• _WORK INSTRUCTIONS_:
Could you extract every entry below and reproduce it exactly?

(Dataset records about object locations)
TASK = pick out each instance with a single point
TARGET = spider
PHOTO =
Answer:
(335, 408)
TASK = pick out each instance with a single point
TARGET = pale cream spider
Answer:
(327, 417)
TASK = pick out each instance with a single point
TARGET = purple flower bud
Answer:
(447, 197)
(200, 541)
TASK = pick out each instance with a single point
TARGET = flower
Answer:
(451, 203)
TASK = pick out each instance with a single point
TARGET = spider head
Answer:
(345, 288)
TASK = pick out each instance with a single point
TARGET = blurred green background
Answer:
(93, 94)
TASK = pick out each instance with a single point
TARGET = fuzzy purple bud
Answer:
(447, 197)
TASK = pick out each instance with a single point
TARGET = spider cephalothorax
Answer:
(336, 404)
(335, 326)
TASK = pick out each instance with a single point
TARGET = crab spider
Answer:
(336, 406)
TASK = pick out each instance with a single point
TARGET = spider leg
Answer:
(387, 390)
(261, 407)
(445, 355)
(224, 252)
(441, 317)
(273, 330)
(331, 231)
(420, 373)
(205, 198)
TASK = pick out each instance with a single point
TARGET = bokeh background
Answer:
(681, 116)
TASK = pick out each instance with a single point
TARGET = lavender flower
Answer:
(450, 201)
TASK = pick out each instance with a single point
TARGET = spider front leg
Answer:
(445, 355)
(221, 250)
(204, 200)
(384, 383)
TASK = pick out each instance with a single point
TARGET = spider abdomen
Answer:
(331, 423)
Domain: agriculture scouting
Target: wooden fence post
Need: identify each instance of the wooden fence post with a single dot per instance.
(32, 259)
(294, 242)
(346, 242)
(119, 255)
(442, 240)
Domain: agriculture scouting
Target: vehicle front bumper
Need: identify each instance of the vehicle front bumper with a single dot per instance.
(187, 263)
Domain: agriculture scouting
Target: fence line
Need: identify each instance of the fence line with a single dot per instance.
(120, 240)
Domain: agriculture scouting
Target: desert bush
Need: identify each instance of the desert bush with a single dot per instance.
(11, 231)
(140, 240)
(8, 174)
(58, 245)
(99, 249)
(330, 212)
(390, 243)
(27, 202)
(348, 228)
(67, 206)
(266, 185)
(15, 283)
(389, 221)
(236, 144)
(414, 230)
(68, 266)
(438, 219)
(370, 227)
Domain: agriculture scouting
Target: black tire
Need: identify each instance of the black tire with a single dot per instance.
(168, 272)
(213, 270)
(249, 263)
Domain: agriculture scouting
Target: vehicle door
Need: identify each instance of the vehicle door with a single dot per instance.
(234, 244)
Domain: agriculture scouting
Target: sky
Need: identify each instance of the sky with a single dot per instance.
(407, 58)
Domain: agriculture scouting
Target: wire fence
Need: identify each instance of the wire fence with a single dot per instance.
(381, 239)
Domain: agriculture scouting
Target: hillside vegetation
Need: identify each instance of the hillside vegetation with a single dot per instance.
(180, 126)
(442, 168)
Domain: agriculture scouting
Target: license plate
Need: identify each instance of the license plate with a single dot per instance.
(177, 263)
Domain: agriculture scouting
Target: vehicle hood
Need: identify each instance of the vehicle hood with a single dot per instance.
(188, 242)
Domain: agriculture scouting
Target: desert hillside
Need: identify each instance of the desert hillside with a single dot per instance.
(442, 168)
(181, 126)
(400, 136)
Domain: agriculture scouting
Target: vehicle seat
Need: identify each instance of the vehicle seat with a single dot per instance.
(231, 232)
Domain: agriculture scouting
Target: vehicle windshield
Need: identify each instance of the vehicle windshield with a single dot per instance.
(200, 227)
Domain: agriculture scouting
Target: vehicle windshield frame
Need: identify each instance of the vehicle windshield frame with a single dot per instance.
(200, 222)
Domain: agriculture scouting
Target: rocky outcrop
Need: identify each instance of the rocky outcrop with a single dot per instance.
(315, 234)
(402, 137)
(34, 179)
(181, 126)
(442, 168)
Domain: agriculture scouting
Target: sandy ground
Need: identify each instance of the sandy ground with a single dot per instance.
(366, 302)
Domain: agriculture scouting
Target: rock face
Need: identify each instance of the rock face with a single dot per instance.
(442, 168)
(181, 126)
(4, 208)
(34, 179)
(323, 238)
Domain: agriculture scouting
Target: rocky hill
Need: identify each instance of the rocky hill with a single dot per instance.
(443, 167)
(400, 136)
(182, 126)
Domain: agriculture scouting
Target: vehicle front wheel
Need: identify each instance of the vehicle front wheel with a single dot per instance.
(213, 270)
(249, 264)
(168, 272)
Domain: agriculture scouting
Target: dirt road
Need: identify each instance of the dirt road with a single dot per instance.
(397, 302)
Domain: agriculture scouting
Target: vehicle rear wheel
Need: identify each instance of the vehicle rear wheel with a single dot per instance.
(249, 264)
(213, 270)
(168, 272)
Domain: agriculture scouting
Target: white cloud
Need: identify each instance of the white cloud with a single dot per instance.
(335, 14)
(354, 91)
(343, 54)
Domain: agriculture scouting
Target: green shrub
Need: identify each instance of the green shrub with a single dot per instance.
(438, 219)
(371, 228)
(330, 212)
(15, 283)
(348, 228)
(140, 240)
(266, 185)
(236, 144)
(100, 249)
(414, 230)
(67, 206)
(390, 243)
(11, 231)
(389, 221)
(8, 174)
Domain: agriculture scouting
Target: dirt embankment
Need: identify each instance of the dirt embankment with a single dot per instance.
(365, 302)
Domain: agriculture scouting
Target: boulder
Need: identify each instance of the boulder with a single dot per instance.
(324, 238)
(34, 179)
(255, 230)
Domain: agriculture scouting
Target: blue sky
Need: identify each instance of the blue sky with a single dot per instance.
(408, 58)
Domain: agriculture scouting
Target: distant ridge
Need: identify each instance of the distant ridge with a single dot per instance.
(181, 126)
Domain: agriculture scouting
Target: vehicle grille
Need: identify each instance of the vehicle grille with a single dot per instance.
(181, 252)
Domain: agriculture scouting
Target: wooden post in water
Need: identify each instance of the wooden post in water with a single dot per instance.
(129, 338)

• _PROBLEM SOLUTION_:
TASK = pick out each instance with a single point
TARGET = spider
PHOTO =
Answer:
(335, 408)
TASK = pick out each instance with a single point
TARGET = pale cream spider
Answer:
(327, 417)
TASK = pick out each instance with a single point
TARGET = purple flower bud
Answer:
(447, 197)
(200, 541)
TASK = pick out each instance with a single point
TARGET = flower
Answer:
(451, 203)
TASK = pick out each instance with a single point
TARGET = spider head
Answer:
(345, 288)
TASK = pick out each instance with a single point
TARGET = blurred green background
Answer:
(93, 94)
TASK = pick out each instance with a single point
TARGET = fuzzy purple bud
Answer:
(447, 197)
TASK = pick out each instance with a single point
TARGET = spider cephalothorax
Answer:
(336, 404)
(335, 326)
TASK = pick out each instance with a single point
TARGET = crab spider
Answer:
(336, 406)
TASK = pick out each instance with a single point
TARGET = spider leg
Answer:
(387, 390)
(261, 407)
(445, 355)
(224, 252)
(441, 317)
(273, 330)
(331, 231)
(420, 373)
(205, 198)
TASK = pick out each instance with a single point
TARGET = bokeh background
Answer:
(681, 116)
TASK = pick out each instance with a single point
TARGET = lavender flower
Answer:
(450, 201)
TASK = pick out each instance with a single point
TARGET = spider front leg
Answer:
(445, 355)
(221, 250)
(204, 200)
(384, 383)
TASK = pick out each instance with a single point
TARGET = spider abdomen
Answer:
(331, 423)
Domain: agriculture scouting
Target: wooden fence post
Need: identify each instance of the wooden fence post with a single dot per instance.
(32, 259)
(294, 242)
(346, 242)
(119, 255)
(442, 240)
Domain: agriculture scouting
Target: vehicle front bumper
Need: identify each instance of the vehicle front bumper with a single dot per instance.
(187, 263)
Domain: agriculture scouting
Target: fence line
Need: identify each instance of the fence line with a single dot per instance.
(120, 240)
Domain: agriculture scouting
Target: desert bush
Need: identify each instance of the desert bush with a single dot per instance.
(11, 231)
(140, 240)
(8, 174)
(58, 245)
(99, 249)
(330, 212)
(390, 243)
(27, 202)
(348, 228)
(67, 206)
(266, 185)
(15, 283)
(389, 221)
(236, 144)
(414, 230)
(68, 266)
(438, 219)
(370, 227)
Domain: agriculture scouting
Target: black tire
Need: identify each instance of the black tire with a single dot per instance.
(168, 272)
(213, 270)
(249, 263)
Domain: agriculture scouting
Target: vehicle door
Need: identify each instance of the vehicle door with a single dot per instance.
(234, 244)
Domain: agriculture scouting
Target: sky
Need: identify each instance of the sky with a single dot per instance.
(407, 58)
Domain: agriculture scouting
Target: wire fence
Need: identify each instance of the wire fence with a single dot per instance.
(381, 239)
Domain: agriculture scouting
Target: hillside vegetation
Need: identify each instance of the hillside vegetation with a single dot per instance.
(180, 126)
(442, 168)
Domain: agriculture scouting
Target: license plate
Need: identify each instance of the license plate with a single dot per instance.
(177, 263)
Domain: agriculture scouting
Target: vehicle hood
Need: identify each instance of the vehicle hood with a single dot per instance.
(188, 242)
Domain: agriculture scouting
Target: desert hillside
Need: identify each instance of the desert hillside with a single dot per instance.
(442, 168)
(181, 126)
(400, 136)
Domain: agriculture scouting
Target: vehicle seat
Need: identify each instance of the vehicle seat with a single dot per instance.
(231, 232)
Domain: agriculture scouting
Target: vehicle windshield
Need: identify each instance of the vehicle windshield with a single dot per instance.
(200, 227)
Domain: agriculture scouting
Target: vehicle windshield frame
Need: identify each instance of the vehicle windshield frame with a single dot per instance.
(200, 222)
Domain: agriculture scouting
Target: rocky outcrop
Need: identify each instance of the rocky outcrop with a single dot per instance.
(315, 234)
(402, 137)
(34, 179)
(181, 126)
(442, 168)
Domain: agriculture scouting
Target: sandy ground
Need: identify each instance of the sandy ground with a single dot per instance.
(366, 302)
Domain: agriculture scouting
Target: rock face
Need: identify each instance of the rock face with a single dot per instance.
(442, 168)
(181, 126)
(4, 208)
(34, 179)
(323, 238)
Domain: agriculture scouting
Target: rocky hill
Need: identify each instance of the rocky hill with a single dot per instance.
(443, 167)
(400, 136)
(182, 126)
Domain: agriculture scouting
Target: vehicle front wheel
Need: identify each instance of the vehicle front wheel with a single dot per instance.
(213, 270)
(249, 264)
(168, 272)
Domain: agriculture scouting
Target: dirt road
Need: identify each instance of the dirt road with a single dot per instance.
(397, 302)
Domain: agriculture scouting
Target: vehicle rear wheel
Need: identify each instance of the vehicle rear wheel with a single dot per instance.
(249, 264)
(213, 270)
(168, 272)
Domain: agriculture scouting
Target: white cloud
Need: identify each instance of the white cloud with a single dot per instance.
(335, 14)
(354, 91)
(343, 54)
Domain: agriculture scouting
Target: green shrub
Need: identify each instance of the green shrub with a single dot per instance.
(438, 219)
(371, 228)
(330, 212)
(15, 283)
(348, 228)
(140, 240)
(266, 185)
(236, 144)
(100, 249)
(414, 230)
(67, 206)
(390, 243)
(11, 231)
(389, 221)
(8, 174)
Domain: agriculture scouting
Target: dirt embankment
Need: identify each instance of the dirt embankment with a single dot per instance.
(365, 302)
Domain: agriculture scouting
Target: boulder
Need: identify each instance of the boulder with a single dot per instance.
(324, 238)
(34, 179)
(255, 230)
Domain: agriculture scouting
Target: blue sky
Need: identify each instance of the blue sky with a single dot per instance.
(408, 58)
Domain: agriculture scouting
Target: distant ridge
Need: identify each instance of the distant ridge with a single dot per instance.
(181, 126)
Domain: agriculture scouting
Target: vehicle grille
Need: identify each instance of the vehicle grille with a single dot per instance.
(181, 252)
Domain: agriculture scouting
Target: wooden post in water
Need: identify each instance of the wooden post in water with a single dot per instance.
(129, 338)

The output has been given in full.